Extract provided:
Refining the process of Black & White Illustration

After the success I’d had with my Batman illustration, I wanted to try something a little more challenging with my black and white illustration work. For some time I’ve been wanting to make a contribution to the Night of the Living Dead Reanimated project. For those unfamiliar with it, the basics of the project are that various artists in all sorts of different mediums (including puppets!) are contributing to a completely new visual track for the classic movie, Night of the Living Dead.

I had the privilege of getting to preview the mid-draft composite of the movie, and I was impressed. I went through the movie several times in order to select a scene that had not been tackled by anyone yet. I settled on the scene where Ben attempts to settle the hysteric Barbra down by checking out what dangers might be upstairs. In order to prepare for the drawing I watched the scene over and over again.

I finally decided that I wanted to do a comic page, as it was the best way for me to represent a movie scene. The multiple panel layout would allow me to include several frames of the movie, letting the viewer see an entire scene. So I popped the DVD in my computer and started sketching.

Source material:
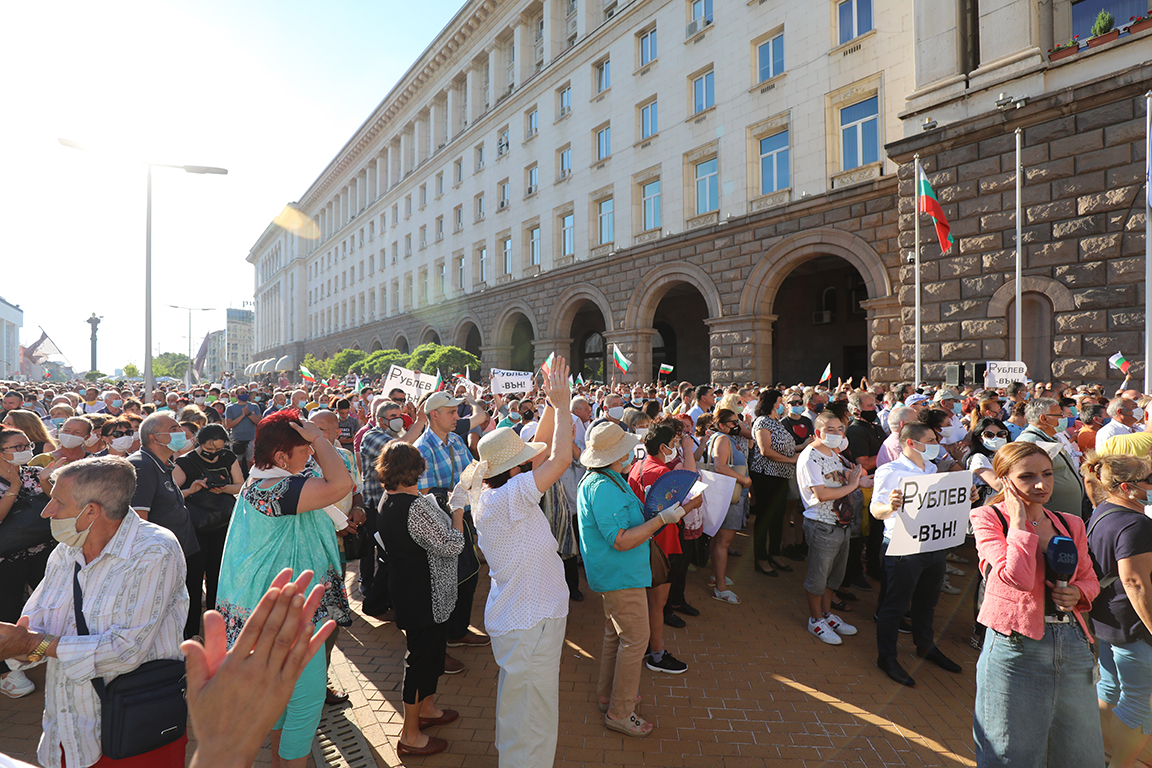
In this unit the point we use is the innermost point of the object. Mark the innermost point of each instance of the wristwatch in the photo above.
(37, 655)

Things to do:
A: Answer these about the write-up on black and white illustration:
(i) Which classic movie is getting a new visual track through the project it mentions?
(ii) Which scene did the writer pick to draw?
(iii) What would the multiple panel layout let the writer do?
B: Carry on the write-up on black and white illustration from its last sentence.

In response:
A:
(i) Night of the Living Dead.
(ii) The scene where Ben tries to calm the hysterical Barbra by checking what dangers might be upstairs.
(iii) Include several frames of the movie, so the viewer can see an entire scene.

B:
One of the big advantages of DVD is that I can pause the movie and do sketches based on individual movie frames. Once I finished a few different sketches I scanned them in and brought them all into Photoshop. I then combined all the different sketches into one page layout. The joys of digital let me play around with different placements without having to redraw my sketches each time.

Here is the final sketch layout I settled on:

 

Night of the Living Dead Sketch

Night of the Living Dead Sketch

 

Having decided on a layout I set the opacity of the sketch to 25% and printed it out on a piece of 9” x 12” Strathmore Bristol paper. I then broke out my favorite pencils and got to drawing. Using the freshness of my sketch as a guide I started working up all the little details of the illustration. This is really my favorite part of an illustration, as I love to draw and work on details.

Here is the finished drawing:

 

Night of the Living Dead Pencil Drawing

Night of the Living Dead Pencil Drawing

 

I scanned in the drawing and once again set the opacity to 25% and printed it out on a new piece of 9” x 12” Strathmore Bristol paper. I then used brushes, pens, and ink to finish the piece. One new method I tried was the use of gray ink. As I worked up the drawing it became apparent to me that I would need another tone in order to capture the dark moody feel of the Night of the Living Dead without sacrificing to much detail to the darkness. The gray ink allowed me to darken the final illustration with out over using black.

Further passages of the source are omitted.